**WHAT TO DO:**
#1 According to the passage on hospital beds and primary care, how many more beds did the Department of Health estimate in 2001 were needed?
#2 Reproduce word for word everything in the passage on hospital beds and primary care from "Yet here too" down to "are in Dublin.".

Yet here too there is a limit to what can be achieved without significant investment. The Department of Health estimated in 2001 that as many as 4,700 more beds were needed to accommodate the elderly, the convalescent and the terminally-ill. Yet such beds have also been closed in public institutions like St Mary's Hospital in the Phoenix Park, Dublin, where 36 beds were closed last week.

It is no coincidence that the pressures on hospital A&E departments have been most acute on the north side of Dublin (manifest at Beaumont and the Mater) where GP out of hour services are least developed.

In our market model of primary care GPs tend to locate where there are concentrations of private fee-paying patients like on the southside of Dublin. The Government's strategy for primary care announced in 2001 has not yet progressed beyond 10 pilot projects, of which two are in Dublin.

What are the prospects for Government action to alleviate this multi-faceted crisis? The Minister for Health has perhaps been unfairly criticised for focusing on his smoking ban. There is no reason why he cannot tackle prevention and cure simultaneously.

**GIVEN DATA:**
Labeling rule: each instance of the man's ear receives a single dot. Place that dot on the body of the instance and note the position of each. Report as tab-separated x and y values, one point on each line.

**TASK RESPONSES:**
#1 As many as 4,700 more beds.

#2
Yet here too there is a limit to what can be achieved without significant investment. The Department of Health estimated in 2001 that as many as 4,700 more beds were needed to accommodate the elderly, the convalescent and the terminally-ill. Yet such beds have also been closed in public institutions like St Mary's Hospital in the Phoenix Park, Dublin, where 36 beds were closed last week.

It is no coincidence that the pressures on hospital A&E departments have been most acute on the north side of Dublin (manifest at Beaumont and the Mater) where GP out of hour services are least developed.

In our market model of primary care GPs tend to locate where there are concentrations of private fee-paying patients like on the southside of Dublin. The Government's strategy for primary care announced in 2001 has not yet progressed beyond 10 pilot projects, of which two are in Dublin.